In in vivo drug-drug interaction studies with CYP2C19 substrates (diazepam [also a CYP3A4 substrate] and phenytoin [also a CYP3A4 inducer]), nifedipine, midazolam, and clarithromycin (CYP3A4 substrates), metoprolol (a CYP2D6 substrate), diclofenac, naproxen and piroxicam (CYP2C9 substrates) and theophylline (a CYP1A2 substrate) in healthy subjects, the pharmacokinetics of pantoprazole were not significantly altered.
Effect of Pantoprazole on Other Drugs
Clopidogrel
Clopidogrel is metabolized to its active metabolite in part by CYP2C19. In a crossover clinical study, 66 healthy subjects were administered clopidogrel (300 mg loading dose followed by 75 mg per day) alone and with oral pantoprazole (80 mg at the same time as clopidogrel) for 5 days. On Day 5, the mean AUC of the active metabolite of clopidogrel was reduced by approximately 14% (geometric mean ratio was 86%, with 90% CI of 79 to 93%) when pantoprazole sodium was coadministered with clopidogrel as compared to clopidogrel administered alone. Pharmacodynamic parameters were also measured and demonstrated that the change in inhibition of platelet aggregation (induced by 5 micromolar ADP) was correlated with the change in the exposure to clopidogrel active metabolite. The clinical significance of this finding is not clear.

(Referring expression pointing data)
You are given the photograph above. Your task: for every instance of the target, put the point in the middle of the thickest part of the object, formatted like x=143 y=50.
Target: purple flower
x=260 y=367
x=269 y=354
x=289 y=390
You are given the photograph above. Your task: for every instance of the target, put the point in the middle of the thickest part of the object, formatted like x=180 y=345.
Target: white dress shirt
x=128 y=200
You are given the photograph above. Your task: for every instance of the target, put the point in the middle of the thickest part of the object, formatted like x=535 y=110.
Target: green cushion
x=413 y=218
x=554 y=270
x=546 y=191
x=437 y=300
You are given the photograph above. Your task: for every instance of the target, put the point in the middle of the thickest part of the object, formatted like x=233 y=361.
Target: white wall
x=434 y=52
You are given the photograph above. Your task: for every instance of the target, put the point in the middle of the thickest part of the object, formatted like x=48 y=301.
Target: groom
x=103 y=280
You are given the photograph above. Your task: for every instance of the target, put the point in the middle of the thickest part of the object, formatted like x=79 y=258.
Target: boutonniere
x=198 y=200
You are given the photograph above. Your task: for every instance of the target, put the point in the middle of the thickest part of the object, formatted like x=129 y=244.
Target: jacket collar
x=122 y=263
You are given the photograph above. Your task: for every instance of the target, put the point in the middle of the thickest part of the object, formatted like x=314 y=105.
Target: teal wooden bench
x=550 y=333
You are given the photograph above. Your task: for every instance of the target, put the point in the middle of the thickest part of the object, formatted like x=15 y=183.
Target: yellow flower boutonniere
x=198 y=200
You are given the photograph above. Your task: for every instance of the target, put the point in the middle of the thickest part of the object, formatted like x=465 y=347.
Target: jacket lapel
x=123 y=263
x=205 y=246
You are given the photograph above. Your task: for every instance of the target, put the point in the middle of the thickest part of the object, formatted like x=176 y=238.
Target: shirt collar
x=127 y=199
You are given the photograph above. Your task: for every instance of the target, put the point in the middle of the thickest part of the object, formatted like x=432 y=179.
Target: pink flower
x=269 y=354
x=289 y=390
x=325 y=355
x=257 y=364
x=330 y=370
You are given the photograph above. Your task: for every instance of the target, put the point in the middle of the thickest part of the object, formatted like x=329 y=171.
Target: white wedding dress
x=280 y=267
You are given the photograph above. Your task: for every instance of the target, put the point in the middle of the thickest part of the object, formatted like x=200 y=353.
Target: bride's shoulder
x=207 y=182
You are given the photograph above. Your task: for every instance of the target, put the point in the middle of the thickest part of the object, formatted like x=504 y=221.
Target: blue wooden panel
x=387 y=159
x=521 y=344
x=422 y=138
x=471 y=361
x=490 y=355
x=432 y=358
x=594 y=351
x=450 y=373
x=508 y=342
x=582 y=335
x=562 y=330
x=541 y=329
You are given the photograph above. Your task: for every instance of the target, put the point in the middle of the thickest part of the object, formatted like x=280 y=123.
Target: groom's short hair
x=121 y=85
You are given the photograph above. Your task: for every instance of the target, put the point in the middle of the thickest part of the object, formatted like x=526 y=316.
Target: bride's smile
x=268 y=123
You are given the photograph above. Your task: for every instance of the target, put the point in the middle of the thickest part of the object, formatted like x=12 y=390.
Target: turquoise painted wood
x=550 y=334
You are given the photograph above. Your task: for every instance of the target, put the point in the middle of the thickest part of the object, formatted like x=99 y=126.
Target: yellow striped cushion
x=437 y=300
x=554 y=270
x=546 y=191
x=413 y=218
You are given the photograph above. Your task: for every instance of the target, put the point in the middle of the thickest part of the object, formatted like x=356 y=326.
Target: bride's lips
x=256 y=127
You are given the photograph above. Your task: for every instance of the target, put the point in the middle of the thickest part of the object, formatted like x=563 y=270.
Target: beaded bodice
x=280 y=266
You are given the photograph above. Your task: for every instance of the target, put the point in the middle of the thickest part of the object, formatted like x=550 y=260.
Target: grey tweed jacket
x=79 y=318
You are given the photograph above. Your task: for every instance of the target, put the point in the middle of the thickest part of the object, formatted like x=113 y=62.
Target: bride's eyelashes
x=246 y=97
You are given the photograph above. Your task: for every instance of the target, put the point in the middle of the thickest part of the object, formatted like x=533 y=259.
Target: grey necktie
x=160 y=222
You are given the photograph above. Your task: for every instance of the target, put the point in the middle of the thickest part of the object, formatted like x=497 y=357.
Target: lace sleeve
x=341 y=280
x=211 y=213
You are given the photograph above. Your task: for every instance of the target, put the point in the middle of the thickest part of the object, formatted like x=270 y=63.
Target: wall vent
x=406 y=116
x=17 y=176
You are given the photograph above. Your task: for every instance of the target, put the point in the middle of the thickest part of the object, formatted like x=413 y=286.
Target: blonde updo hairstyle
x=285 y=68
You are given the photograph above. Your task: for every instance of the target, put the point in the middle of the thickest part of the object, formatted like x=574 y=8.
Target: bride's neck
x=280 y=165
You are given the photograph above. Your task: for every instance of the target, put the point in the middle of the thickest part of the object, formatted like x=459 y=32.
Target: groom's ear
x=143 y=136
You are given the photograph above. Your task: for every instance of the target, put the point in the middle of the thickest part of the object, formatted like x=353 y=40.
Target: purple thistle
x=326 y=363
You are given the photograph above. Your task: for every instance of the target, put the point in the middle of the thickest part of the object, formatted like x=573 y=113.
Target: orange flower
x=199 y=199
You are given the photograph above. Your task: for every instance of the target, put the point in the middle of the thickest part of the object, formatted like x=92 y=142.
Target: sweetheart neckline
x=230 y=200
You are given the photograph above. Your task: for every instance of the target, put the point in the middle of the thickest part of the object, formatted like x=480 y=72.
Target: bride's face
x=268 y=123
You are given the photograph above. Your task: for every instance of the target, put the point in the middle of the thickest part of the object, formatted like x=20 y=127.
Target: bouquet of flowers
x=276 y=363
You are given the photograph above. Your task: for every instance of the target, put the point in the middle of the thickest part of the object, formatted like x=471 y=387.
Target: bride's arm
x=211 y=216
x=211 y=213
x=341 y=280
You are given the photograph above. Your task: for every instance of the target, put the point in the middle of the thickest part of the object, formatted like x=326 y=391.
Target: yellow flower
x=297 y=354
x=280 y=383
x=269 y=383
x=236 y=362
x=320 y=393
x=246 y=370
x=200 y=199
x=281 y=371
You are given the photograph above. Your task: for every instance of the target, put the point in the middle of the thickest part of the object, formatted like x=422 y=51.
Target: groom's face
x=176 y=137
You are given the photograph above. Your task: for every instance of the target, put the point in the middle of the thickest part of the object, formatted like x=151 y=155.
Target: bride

**WORK INSTRUCTIONS:**
a. Retype the passage on pantoprazole drug interactions, starting with "Effect of Pantoprazole" and going on through "is not clear.".
b. Answer these questions from the passage on pantoprazole drug interactions.
(i) How many healthy subjects took part in the crossover clinical study of clopidogrel?
(ii) Which CYP enzyme is theophylline named as a substrate of?
(iii) On Day 5, by approximately what percentage was the mean AUC of clopidogrel's active metabolite reduced when pantoprazole was coadministered?
c. Carry on the passage on pantoprazole drug interactions from the point where it stops.
The records are not used in any of this work.

**TASK-BY-TASK ANSWERS:**
a.
Effect of Pantoprazole on Other Drugs
Clopidogrel
Clopidogrel is metabolized to its active metabolite in part by CYP2C19. In a crossover clinical study, 66 healthy subjects were administered clopidogrel (300 mg loading dose followed by 75 mg per day) alone and with oral pantoprazole (80 mg at the same time as clopidogrel) for 5 days. On Day 5, the mean AUC of the active metabolite of clopidogrel was reduced by approximately 14% (geometric mean ratio was 86%, with 90% CI of 79 to 93%) when pantoprazole sodium was coadministered with clopidogrel as compared to clopidogrel administered alone. Pharmacodynamic parameters were also measured and demonstrated that the change in inhibition of platelet aggregation (induced by 5 micromolar ADP) was correlated with the change in the exposure to clopidogrel active metabolite. The clinical significance of this finding is not clear.

b.
(i) 66
(ii) CYP1A2
(iii) Approximately 14%

c.
Mycophenolate Mofetil (MMF)
Administration of oral pantoprazole 40 mg twice daily for 4 days and a single 1000 mg dose of MMF approximately one hour after the last dose of pantoprazole to 12 healthy subjects in a cross-over study resulted in a 57% reduction in the Cmax and 27% reduction in the AUC of MPA. Transplant patients receiving approximately 2000 mg per day of MMF (n=12) were compared to transplant patients receiving approximately the same dose of MMF and oral pantoprazole 40 mg per day (n=21). There was a 78% reduction in the Cmax and a 45% reduction in the AUC of MPA in patients receiving both pantoprazole and MMF [see Drug Interactions (7)].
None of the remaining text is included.